start Article
Because I work in a high school, I am on the front line of our ever-changing lexicon.

Teenagers push the limits. It's a rite of passage, but I wonder, are there boundaries when it comes to language?

Years ago, I battled with students who proudly wore items proclaiming that "Pimpin' ain't easy" or morphed the National Basketball Association logo into "NPA," the "National Pimp Association." The term offended my feminist sensibilities.

But since then, pimp became a familiar verb, no longer just associated with the prostitution of women. A boy might pimp his car, his computer or his iPod. Anything that can be accessorized can be pimped.

But profanity seems to have gained widespread acceptance among all age groups, especially young people. Students drop the "f-bomb" enough to grant most idle hallway chatter an R rating. Are they to blame? Their music and movies freely make use of the word to the point they don't find it shocking.

The punishment for using the f-word in class as an interjection is minimal; using it as a directive toward a peer or teacher has more severe consequences. Thank goodness for that.

I'm hardly a prude when it comes to language; nevertheless, some words remain taboo in my communication.

I barely made it through first minutes of last year's award-winning film "Atonement" because of the use of one particular word that makes nearly every woman I know gasp. True, the unintended consequences of the protagonist's use of the word form the tragic nature of the plot, but I don't know any female who is condones use of the "c-word."

As a culture, we argue endlessly about the "n-word." It's the intent behind any expression that creates meaning. Gloria Naylor addressed this in a 1986 New York Times column. She recalled that the word had been used freely in her black household while she was growing up, but it wasn't until a white boy in third grade directed the word at her that she understood its racist context.

I understand Naylor's point. I don't believe many people of my race use that word without racial undertones. I wonder, why would any American - black or white - want to use a word so closely tied to a painful period from our past?

Of course, Seinfeld's stingy, soup-ladling character changed "Nazi" to a humorous jab at anyone who is too stringent.

Should there be some untouched language frontier? Or should we deconstruct words for what they are - mere symbols for conveying our thoughts and emotions?

"Words, words, words," says Shakespeare's Hamlet, in response to Polonius, who asks, "What do you read, my lord?"

Polonius wants to know the meaning of the words the tortured hero reads, but Hamlet suggests that words are empty and useless.

When my student says that her test "raped" her, when a young boy "pimps" his car and when a rap star refers to his friends as his "niggas," the words are not completely void of meaning, though their meanings may lack malicious intent.

I defer to another cultural context three-and-a-half centuries after Shakespeare, one from the 1970s iconic super-trio the Bee Gees: "You think that I don't even mean a single word I say, that it's only words."

Words are all we have.

Christie Gold, who lives in Wesley Chapel, teaches English and journalism at Freedom High School in Tampa.
end Article
▶ _Task list_:
**a)** Output the essay on language and taboo words word for word, everything from "When my student" down to "lack malicious intent.".
**b)** Return, unchanged, everything in the records from the line containing "of the dark" down to the last line of the records, including both of those lines.
The essay and the records come from separate sources.
start Dataset
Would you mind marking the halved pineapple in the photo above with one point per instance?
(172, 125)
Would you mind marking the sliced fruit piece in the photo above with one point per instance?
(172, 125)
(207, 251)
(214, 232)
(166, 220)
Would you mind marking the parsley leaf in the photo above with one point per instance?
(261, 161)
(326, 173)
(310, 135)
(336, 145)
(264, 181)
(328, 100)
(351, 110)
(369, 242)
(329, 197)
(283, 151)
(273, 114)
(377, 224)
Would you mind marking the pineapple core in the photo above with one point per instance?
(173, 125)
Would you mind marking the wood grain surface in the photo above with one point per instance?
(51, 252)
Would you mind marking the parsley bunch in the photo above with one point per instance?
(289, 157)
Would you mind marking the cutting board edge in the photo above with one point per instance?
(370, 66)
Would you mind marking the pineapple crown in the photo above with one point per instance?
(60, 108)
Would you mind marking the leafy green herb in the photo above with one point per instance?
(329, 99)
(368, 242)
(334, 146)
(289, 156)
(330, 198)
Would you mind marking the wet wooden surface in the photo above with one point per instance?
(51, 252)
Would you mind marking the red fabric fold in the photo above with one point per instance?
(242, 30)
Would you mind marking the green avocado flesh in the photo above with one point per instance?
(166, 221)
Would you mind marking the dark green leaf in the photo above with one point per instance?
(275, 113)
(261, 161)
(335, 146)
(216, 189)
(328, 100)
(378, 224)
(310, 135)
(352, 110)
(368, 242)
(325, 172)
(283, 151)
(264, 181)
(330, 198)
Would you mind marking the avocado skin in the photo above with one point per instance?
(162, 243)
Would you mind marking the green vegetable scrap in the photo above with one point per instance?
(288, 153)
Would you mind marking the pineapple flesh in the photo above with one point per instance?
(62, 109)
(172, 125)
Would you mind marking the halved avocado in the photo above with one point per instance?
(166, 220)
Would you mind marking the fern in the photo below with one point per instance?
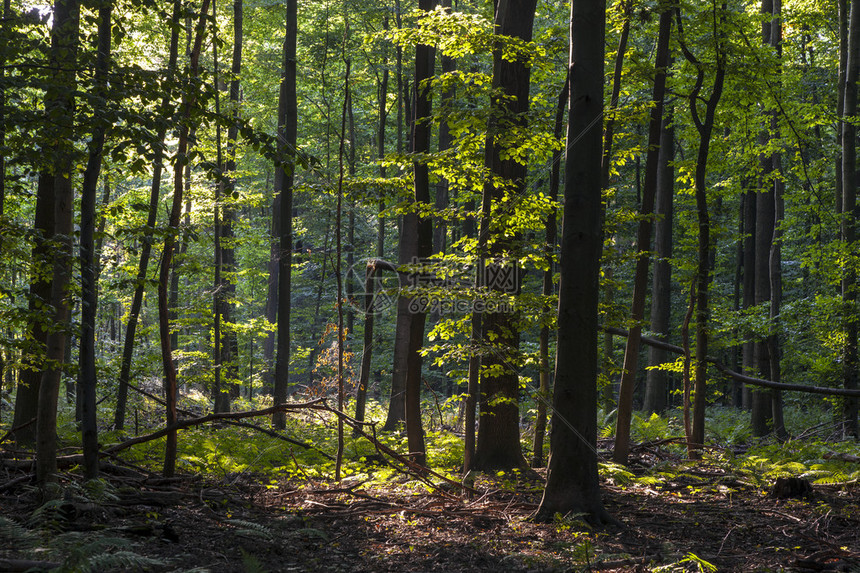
(251, 564)
(121, 560)
(15, 535)
(252, 529)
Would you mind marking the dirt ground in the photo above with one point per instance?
(700, 518)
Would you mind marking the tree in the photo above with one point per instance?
(60, 104)
(850, 214)
(170, 387)
(572, 484)
(148, 236)
(657, 380)
(547, 286)
(643, 244)
(498, 444)
(287, 138)
(88, 253)
(704, 126)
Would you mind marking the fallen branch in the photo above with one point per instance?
(412, 467)
(15, 429)
(66, 461)
(191, 422)
(751, 380)
(26, 565)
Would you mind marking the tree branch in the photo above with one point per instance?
(751, 380)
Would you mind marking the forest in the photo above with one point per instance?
(429, 285)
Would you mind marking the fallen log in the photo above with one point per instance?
(67, 461)
(751, 380)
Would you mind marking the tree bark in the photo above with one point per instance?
(705, 128)
(87, 377)
(60, 106)
(544, 395)
(288, 136)
(643, 246)
(170, 388)
(572, 484)
(498, 443)
(849, 216)
(423, 239)
(657, 381)
(146, 241)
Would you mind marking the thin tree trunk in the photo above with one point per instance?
(87, 376)
(422, 247)
(146, 241)
(167, 255)
(544, 397)
(498, 443)
(643, 246)
(657, 381)
(338, 231)
(849, 216)
(572, 484)
(705, 128)
(287, 134)
(749, 226)
(59, 105)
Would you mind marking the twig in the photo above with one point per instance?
(15, 429)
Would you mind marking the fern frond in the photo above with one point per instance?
(14, 534)
(120, 560)
(252, 529)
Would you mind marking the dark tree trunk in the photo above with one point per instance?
(422, 247)
(748, 352)
(849, 215)
(287, 134)
(705, 128)
(60, 106)
(230, 340)
(170, 389)
(657, 381)
(643, 246)
(272, 297)
(87, 377)
(572, 484)
(146, 242)
(27, 396)
(544, 396)
(498, 443)
(226, 344)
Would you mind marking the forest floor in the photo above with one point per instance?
(702, 518)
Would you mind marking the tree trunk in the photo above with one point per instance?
(849, 216)
(498, 443)
(544, 396)
(27, 395)
(423, 239)
(749, 226)
(60, 106)
(657, 381)
(572, 484)
(87, 376)
(705, 128)
(146, 241)
(166, 258)
(643, 246)
(272, 297)
(287, 134)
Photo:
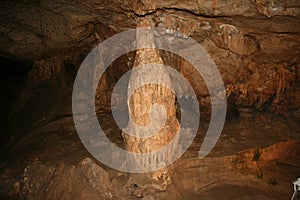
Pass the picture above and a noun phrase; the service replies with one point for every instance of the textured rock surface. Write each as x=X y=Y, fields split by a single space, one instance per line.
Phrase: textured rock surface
x=254 y=43
x=140 y=103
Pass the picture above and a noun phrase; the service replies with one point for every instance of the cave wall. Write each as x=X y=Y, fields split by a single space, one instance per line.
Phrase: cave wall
x=255 y=45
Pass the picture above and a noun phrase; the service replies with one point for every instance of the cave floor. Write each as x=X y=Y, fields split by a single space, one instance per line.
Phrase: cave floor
x=256 y=157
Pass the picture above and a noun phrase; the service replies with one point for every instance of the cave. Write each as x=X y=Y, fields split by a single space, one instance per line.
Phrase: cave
x=148 y=99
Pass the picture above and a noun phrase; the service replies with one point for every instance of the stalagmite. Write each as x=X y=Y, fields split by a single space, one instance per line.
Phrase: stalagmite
x=140 y=103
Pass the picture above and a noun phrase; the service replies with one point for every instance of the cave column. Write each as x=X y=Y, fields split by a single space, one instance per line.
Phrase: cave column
x=141 y=101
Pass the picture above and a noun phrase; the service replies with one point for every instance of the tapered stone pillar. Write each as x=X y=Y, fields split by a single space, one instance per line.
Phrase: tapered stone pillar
x=142 y=100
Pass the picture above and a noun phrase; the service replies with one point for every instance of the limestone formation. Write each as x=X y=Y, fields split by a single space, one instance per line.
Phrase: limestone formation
x=140 y=103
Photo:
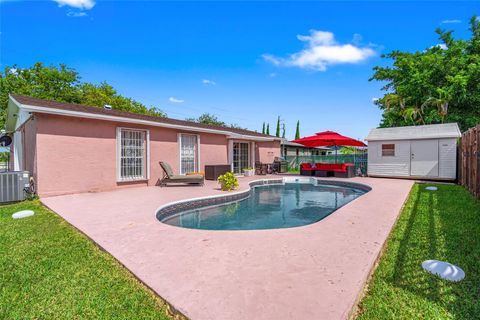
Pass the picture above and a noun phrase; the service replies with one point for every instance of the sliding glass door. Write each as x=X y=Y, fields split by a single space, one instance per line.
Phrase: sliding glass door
x=241 y=156
x=188 y=153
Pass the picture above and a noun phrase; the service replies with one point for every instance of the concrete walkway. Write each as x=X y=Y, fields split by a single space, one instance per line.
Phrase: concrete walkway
x=311 y=272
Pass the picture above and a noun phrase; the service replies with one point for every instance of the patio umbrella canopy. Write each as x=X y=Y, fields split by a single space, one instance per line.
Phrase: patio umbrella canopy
x=329 y=139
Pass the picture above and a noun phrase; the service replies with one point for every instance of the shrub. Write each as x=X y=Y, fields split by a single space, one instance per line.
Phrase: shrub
x=228 y=181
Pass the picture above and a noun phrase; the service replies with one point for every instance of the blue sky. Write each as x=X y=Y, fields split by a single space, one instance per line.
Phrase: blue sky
x=244 y=62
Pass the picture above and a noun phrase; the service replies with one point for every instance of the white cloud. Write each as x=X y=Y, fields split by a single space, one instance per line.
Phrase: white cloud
x=175 y=100
x=322 y=51
x=451 y=21
x=442 y=46
x=208 y=82
x=74 y=14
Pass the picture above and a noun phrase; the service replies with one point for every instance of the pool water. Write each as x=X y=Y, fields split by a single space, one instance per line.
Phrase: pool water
x=270 y=207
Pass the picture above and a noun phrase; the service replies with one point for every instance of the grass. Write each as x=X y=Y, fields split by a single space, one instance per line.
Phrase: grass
x=442 y=225
x=48 y=270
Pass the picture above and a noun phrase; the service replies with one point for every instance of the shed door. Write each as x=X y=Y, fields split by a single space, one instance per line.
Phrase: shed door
x=424 y=158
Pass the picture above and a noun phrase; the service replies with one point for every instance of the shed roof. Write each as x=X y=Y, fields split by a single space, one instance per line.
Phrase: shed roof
x=431 y=131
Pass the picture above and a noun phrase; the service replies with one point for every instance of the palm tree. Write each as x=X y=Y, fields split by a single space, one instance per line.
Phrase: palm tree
x=440 y=103
x=413 y=114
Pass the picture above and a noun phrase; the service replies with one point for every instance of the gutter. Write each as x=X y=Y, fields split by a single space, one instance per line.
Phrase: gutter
x=229 y=134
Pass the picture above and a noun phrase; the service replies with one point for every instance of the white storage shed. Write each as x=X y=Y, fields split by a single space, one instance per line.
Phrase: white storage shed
x=428 y=152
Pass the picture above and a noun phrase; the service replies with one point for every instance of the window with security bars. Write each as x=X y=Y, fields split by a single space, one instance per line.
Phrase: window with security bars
x=240 y=157
x=132 y=154
x=388 y=150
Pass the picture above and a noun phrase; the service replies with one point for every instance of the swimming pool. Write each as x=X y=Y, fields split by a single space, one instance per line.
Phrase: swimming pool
x=273 y=205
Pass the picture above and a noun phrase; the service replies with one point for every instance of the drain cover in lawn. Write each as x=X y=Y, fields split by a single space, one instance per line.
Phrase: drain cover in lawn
x=444 y=270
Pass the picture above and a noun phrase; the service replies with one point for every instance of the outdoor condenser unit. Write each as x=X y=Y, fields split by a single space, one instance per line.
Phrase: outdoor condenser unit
x=13 y=184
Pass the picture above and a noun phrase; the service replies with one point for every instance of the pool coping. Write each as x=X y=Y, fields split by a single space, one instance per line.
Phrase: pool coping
x=174 y=208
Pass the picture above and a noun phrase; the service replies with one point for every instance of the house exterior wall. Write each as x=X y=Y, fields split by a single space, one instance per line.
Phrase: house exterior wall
x=76 y=155
x=267 y=151
x=29 y=136
x=399 y=165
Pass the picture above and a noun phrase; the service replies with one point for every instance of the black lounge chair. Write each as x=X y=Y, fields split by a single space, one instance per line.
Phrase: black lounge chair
x=169 y=177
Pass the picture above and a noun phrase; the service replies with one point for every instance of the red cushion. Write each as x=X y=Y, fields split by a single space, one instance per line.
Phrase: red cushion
x=305 y=166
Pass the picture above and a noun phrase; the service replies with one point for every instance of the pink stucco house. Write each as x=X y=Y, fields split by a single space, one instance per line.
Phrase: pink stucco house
x=71 y=148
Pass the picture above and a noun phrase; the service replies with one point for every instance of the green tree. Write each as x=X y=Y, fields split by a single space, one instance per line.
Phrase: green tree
x=436 y=85
x=61 y=83
x=56 y=83
x=277 y=131
x=102 y=94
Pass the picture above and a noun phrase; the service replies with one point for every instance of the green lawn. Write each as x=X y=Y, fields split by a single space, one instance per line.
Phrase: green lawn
x=442 y=225
x=48 y=270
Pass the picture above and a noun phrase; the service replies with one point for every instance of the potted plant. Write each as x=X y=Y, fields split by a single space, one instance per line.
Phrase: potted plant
x=228 y=181
x=248 y=172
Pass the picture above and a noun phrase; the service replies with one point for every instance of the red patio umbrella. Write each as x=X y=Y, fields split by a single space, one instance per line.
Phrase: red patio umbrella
x=329 y=139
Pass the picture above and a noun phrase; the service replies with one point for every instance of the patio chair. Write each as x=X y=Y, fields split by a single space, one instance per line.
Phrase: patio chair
x=170 y=178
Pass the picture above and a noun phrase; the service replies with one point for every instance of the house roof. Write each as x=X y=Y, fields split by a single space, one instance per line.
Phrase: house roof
x=77 y=110
x=432 y=131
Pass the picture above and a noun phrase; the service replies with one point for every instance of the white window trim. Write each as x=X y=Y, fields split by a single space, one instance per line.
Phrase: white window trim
x=251 y=152
x=118 y=154
x=197 y=160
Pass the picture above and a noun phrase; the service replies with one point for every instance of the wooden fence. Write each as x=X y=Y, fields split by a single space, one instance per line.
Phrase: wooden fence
x=469 y=162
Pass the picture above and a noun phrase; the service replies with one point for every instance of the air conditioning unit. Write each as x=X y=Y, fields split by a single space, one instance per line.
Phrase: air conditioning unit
x=13 y=185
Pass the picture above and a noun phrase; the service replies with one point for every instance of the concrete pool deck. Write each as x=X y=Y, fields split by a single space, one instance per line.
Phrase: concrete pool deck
x=312 y=272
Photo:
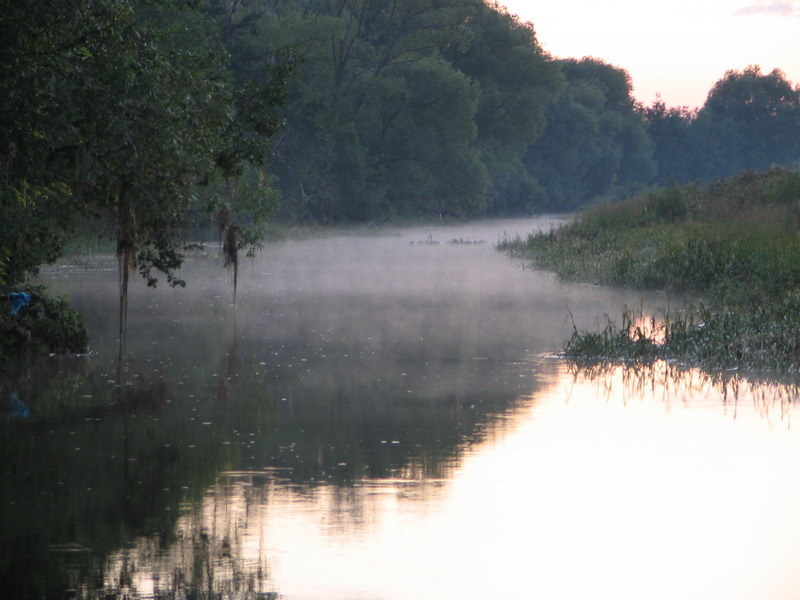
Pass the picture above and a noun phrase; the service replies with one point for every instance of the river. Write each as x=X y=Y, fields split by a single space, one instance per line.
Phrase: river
x=383 y=416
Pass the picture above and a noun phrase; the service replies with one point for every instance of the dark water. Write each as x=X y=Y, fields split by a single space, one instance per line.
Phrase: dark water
x=381 y=417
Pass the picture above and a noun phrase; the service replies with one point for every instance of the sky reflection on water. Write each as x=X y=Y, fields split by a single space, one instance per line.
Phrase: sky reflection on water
x=665 y=491
x=383 y=420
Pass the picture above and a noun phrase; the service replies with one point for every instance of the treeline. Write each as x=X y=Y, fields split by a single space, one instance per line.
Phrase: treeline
x=451 y=107
x=147 y=113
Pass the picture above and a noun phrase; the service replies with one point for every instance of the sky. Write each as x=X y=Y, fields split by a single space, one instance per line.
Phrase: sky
x=677 y=49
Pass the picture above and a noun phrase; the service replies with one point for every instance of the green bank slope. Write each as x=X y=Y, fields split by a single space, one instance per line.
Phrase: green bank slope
x=734 y=244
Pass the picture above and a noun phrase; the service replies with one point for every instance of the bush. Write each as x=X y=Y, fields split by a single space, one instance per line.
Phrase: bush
x=45 y=326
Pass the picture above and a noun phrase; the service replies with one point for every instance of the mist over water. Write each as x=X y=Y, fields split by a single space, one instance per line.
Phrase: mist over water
end Dataset
▶ _Results for the exercise_:
**a)**
When my student says that her test "raped" her, when a young boy "pimps" his car and when a rap star refers to his friends as his "niggas," the words are not completely void of meaning, though their meanings may lack malicious intent.

**b)**
Pass the picture above and a noun phrase; the service replies with one point for every instance of the dark water. Write each as x=X y=Y, fields split by a single space, one instance per line.
Phrase: dark water
x=381 y=417
Pass the picture above and a noun phrase; the service replies with one point for every instance of the sky reflection on water. Write each as x=X y=Y, fields split by a single space, one instance per line.
Phrase: sky reflection on water
x=665 y=491
x=383 y=420
Pass the picture above and a noun phrase; the service replies with one point for every instance of the treeline. Write each as x=X y=Y, fields split by a single space, one instance per line.
Phrase: treeline
x=451 y=107
x=147 y=113
Pass the picture above and a noun phrase; the service replies with one point for every instance of the sky. Write each as x=X y=Y, fields split by a single space, one instance per line.
Phrase: sky
x=677 y=49
Pass the picture above and a noun phrase; the service replies with one point for every instance of the green bank slope. Write each as x=X y=Y, fields split by a single space, one instance per line.
Phrase: green bank slope
x=734 y=244
Pass the picture above and a noun phrase; the service replies with one point for every instance of the bush. Write each as x=X y=Y, fields split by a single space, one instance per line.
Phrase: bush
x=45 y=326
Pass the picture above and a noun phrase; the service replies with one point for every instance of the mist over water. Write each as x=X y=Y, fields split by a single space, one instance per line.
Phrase: mist over water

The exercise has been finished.